## DOCUMENT PASSAGE

Complainants say Samuel did not blaspheme
* Condemn his murder, say govt should consult scholars to prevent abuse of blasphemy laws
By Waqar Gillani
LAHORE: The complainants of the case against Samuel Masih, who was accused of blasphemy under Section 295 of the Pakistan Penal Code (PPC), said they did not want him charged with blasphemy because he didn’t commit it.
Samuel was arrested on their complaint and attacked by a police constable on May 22 with a brick cutter while he was recuperating from a tuberculosis attack in Gulab Devi Hospital. He died last Friday in Lahore General Hospital of head injuries sustained in that attack. The 27-year-old Christian man was facing trial under Section 295, which carries a maximum sentence of two years. The constable, Faryad Ali, said he felt it his religious duty to kill Samuel.
The three complainants - Chaudhry Muhammad Yaqoob, chief librarian of Darul Islam Library at Lawrence Gardens, Qari Rifatullah, moazzin, and Muhammad Aslam, assistant librarian – in the case against Samuel registered on August 23 last year condemned his killing. They said they only wanted the police to tell him not to throw litter at the outside wall of their mosque.
Mr Yaqoob, who has worked at the library for seven years, said Samuel had repeatedly thrown litter at the mosque’s outside wall.
“Some people saw him doing this on and off,” said Mr Rifatullah, who has worked at the mosque for nine years. “The last time, before we lodged the complaint, he was seen littering at the time of Zohar prayers. We tried to catch him, but he ran away. He was healthy at that time and we couldn’t catch him.”
Later, they asked security guards at the Lawrence Gardens to monitor the walls. When he was caught in August, he did not look healthy.
“He looked like he was under the influence of magic. It was Friday and he came early in the morning, at 7:00am. We don’t know, maybe he was being used by a peer,” Mr Yaqoob said.
They said they asked the police to prevent him from throwing litter outside the mosque. “Our aim was not to accuse him of blasphemy. We just pointed out his deed and hoped a warning would reform his behaviour,” they said.
“We didn’t want to pursue the case and we didn’t approach the police again,” they said. They were also unaware that he had been sent to jail for alleged blasphemy. Asked whether they talked to Samuel to try and stop him from littering, they said he did not speak to them.

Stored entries
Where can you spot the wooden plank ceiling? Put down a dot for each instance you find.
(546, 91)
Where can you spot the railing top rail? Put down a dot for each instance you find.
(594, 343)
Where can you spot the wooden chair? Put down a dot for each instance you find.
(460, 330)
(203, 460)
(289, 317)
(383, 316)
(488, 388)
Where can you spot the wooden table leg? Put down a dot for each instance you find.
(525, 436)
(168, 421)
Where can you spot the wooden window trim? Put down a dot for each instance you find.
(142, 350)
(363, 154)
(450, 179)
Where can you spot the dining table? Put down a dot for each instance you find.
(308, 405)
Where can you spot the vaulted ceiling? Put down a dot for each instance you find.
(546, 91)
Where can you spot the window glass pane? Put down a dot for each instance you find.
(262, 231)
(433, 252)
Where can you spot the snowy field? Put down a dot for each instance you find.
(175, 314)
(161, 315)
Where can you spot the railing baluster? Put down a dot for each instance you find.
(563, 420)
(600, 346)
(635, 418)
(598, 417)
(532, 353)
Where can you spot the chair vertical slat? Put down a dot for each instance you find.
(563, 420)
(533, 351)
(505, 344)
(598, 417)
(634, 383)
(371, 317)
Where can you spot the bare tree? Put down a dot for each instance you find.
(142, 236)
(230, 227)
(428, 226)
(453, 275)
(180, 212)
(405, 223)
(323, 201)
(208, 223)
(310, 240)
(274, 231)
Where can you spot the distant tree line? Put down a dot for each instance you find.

## EXERCISES
1: Reproduce word for word the stretch of the Samuel Masih news report from "Samuel was arrested" through "of their mosque.".
2: Pick up the Samuel Masih news report after its last sentence and keep writing it.

## ANSWER LIST
1:
Samuel was arrested on their complaint and attacked by a police constable on May 22 with a brick cutter while he was recuperating from a tuberculosis attack in Gulab Devi Hospital. He died last Friday in Lahore General Hospital of head injuries sustained in that attack. The 27-year-old Christian man was facing trial under Section 295, which carries a maximum sentence of two years. The constable, Faryad Ali, said he felt it his religious duty to kill Samuel.
The three complainants - Chaudhry Muhammad Yaqoob, chief librarian of Darul Islam Library at Lawrence Gardens, Qari Rifatullah, moazzin, and Muhammad Aslam, assistant librarian – in the case against Samuel registered on August 23 last year condemned his killing. They said they only wanted the police to tell him not to throw litter at the outside wall of their mosque.

2:
They condemned Samuel’s murder on the belief that he committed blasphemy, normally considered derogatory remarks against the Prophet Muhammad (Peace be upon him). Mr Yaqoob said overreactions by people of any sect or religion should be condemned.
He said he did not know the specific law and what Section 295 of the PPC stood for, but added that Samuel’s case appeared to be an abuse of blasphemy laws and the government should consult noted scholars to remove the confusion in the law.
“The constable should have known that his religion does not permit him to become over emotional. Our religion asks us to think over and consider each action calmly and rationally. If he knew what Samuel had actually done, he should not have been that upset,” Mr Yaqoob said.
He suspected that the constable had developed a personal grudge against Samuel in jail. Asked what he thought the constable’s punishment should be, Mr Yaqoob said this was up to the courts.
“Our religion teaches us tolerance and forgiveness,” Mr Yaqoob said. “The Holy Prophet (PBUH) even helped Christians when they came to the mosque.”
He said a Christian once entered a mosque and a companion of the Prophet (PBUH) tried to kick him out, but the Prophet (PBUH) welcomed him and offered him food. “The Christian went to his town and told his people. The people said these were signs of prophethood and they accepted Islam,” he added.
“Mostly, we are Muslims because we as we born into Muslim families and Christians are Christians because they are born into Christian families,” he said.